私もご期待に応えたいという気持ちで、季節に一度、バイトを頑張って東京に来て、築地の料亭で2万円くらいのコースを食べてた。本当は2人とか3人とかでいったほうがお店にとっても良いんだろうけど、そういう友達が身近には引き続きあまりいなくて、番組で知り合った、お母さんと同い年くらいのお友達と行ったりした。お伺いするたびに田村さんに「お前、東京に出てこいよ」と言われた。この頃はまだ、東京に出ても、何もできることがなかった。
病院管理栄養士
履歴書に箔をつける活動が功を奏してか、地元の病院で管理栄養士として採用され、なんとか社会人になれた。
病院といっても色々ある。私がいたのは慢性期の病院だ。皆さんのご家族にも、もしかしたら当本人が、血圧が高かったり、血糖が高かったりしないだろうか。それらの疾病が実を結んで(?)脳梗塞だの脳出血だのしてしまった後、社会に復帰するための方の毎日の献立を考えたり、家で何を食べればいいかを考えたり。
あとは、もう帰る予定がない人のごはんを考えたり。
上記は以前、twitterで「嚥下食はただのエサ」って書いてる人がいらして、それに物申しておられた先生に、たまらず送ったリプライ。食べるって尊いのよ。そんなことを学ばせてもらったのがこの病院だった。最近こういう病院増えていると思うので、病院管理栄養士や調理師目指している人で興味があれば探してみて欲しいし、ご家族にあたる方ももし迷ったりしていたら選択肢のひとつとしてご飯にこだわっているところ、というのを考えてみてほしい。そして何よりも、とにかくご自身と、あなたの大切な人の健康を、大切にして欲しいです、皆さん。一緒に美味しいものを心から美味しいと食べられる時間が、いかに有限で貴重なのかを学んだのも病院。
そして、病院に勤めていると、死があまりにも身近で、感覚がおかしくなる。自分がどう死にたいかを考えるきっかけになったのも病院。

^^^^

課題 A:
本文によると、書き手が管理栄養士として働いていたのはどのような病院ですか。
課題 B:
本文の「私もご期待に応えたいという気」から「貴重なのかを学んだのも病院。」までをすべて、一字一句変えずに書き写してください。

^^^^

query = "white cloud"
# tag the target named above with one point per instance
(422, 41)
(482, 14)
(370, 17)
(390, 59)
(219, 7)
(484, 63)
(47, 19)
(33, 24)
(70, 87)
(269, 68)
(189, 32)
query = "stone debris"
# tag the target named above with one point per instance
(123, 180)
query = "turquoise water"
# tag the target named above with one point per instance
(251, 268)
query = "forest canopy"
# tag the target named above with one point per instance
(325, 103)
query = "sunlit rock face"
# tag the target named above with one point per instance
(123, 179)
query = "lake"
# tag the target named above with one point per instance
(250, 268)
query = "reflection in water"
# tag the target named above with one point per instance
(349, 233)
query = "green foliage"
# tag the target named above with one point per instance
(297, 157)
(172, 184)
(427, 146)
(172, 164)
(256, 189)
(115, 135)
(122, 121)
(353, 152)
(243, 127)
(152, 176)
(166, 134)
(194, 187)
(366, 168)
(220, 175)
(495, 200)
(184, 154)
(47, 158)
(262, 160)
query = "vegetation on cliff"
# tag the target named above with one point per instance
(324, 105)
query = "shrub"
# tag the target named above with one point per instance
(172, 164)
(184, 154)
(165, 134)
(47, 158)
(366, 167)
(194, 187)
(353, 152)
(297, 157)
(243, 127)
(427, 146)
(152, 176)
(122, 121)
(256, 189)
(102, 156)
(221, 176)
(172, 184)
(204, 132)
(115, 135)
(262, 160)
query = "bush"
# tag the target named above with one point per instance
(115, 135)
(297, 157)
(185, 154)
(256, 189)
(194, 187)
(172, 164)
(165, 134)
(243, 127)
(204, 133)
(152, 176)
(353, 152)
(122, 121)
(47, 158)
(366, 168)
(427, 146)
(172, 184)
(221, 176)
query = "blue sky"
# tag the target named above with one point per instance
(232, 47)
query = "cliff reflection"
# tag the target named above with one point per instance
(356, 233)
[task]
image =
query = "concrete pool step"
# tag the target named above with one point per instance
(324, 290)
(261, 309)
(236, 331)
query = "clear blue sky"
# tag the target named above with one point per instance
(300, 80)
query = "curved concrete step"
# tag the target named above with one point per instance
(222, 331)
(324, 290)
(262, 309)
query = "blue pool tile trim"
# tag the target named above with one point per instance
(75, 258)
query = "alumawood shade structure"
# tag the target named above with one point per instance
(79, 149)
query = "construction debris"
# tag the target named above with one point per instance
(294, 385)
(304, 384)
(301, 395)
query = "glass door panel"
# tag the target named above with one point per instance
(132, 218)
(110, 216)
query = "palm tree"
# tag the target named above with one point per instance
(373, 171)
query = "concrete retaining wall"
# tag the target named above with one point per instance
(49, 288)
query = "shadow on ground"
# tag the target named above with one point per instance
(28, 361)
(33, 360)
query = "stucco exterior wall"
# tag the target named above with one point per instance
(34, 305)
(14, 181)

^^^^

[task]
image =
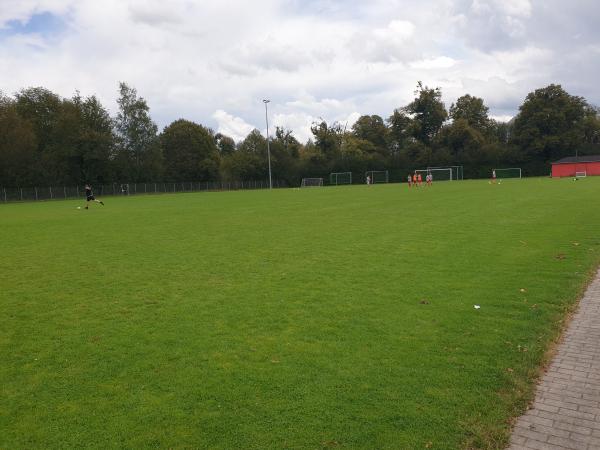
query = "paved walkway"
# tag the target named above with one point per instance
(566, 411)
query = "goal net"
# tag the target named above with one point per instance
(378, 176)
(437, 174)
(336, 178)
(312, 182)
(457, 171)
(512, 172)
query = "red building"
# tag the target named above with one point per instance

^^^^

想定解答 A:
地元の慢性期の病院です。

想定解答 B:
私もご期待に応えたいという気持ちで、季節に一度、バイトを頑張って東京に来て、築地の料亭で2万円くらいのコースを食べてた。本当は2人とか3人とかでいったほうがお店にとっても良いんだろうけど、そういう友達が身近には引き続きあまりいなくて、番組で知り合った、お母さんと同い年くらいのお友達と行ったりした。お伺いするたびに田村さんに「お前、東京に出てこいよ」と言われた。この頃はまだ、東京に出ても、何もできることがなかった。
病院管理栄養士
履歴書に箔をつける活動が功を奏してか、地元の病院で管理栄養士として採用され、なんとか社会人になれた。
病院といっても色々ある。私がいたのは慢性期の病院だ。皆さんのご家族にも、もしかしたら当本人が、血圧が高かったり、血糖が高かったりしないだろうか。それらの疾病が実を結んで(?)脳梗塞だの脳出血だのしてしまった後、社会に復帰するための方の毎日の献立を考えたり、家で何を食べればいいかを考えたり。
あとは、もう帰る予定がない人のごはんを考えたり。
上記は以前、twitterで「嚥下食はただのエサ」って書いてる人がいらして、それに物申しておられた先生に、たまらず送ったリプライ。食べるって尊いのよ。そんなことを学ばせてもらったのがこの病院だった。最近こういう病院増えていると思うので、病院管理栄養士や調理師目指している人で興味があれば探してみて欲しいし、ご家族にあたる方ももし迷ったりしていたら選択肢のひとつとしてご飯にこだわっているところ、というのを考えてみてほしい。そして何よりも、とにかくご自身と、あなたの大切な人の健康を、大切にして欲しいです、皆さん。一緒に美味しいものを心から美味しいと食べられる時間が、いかに有限で貴重なのかを学んだのも病院。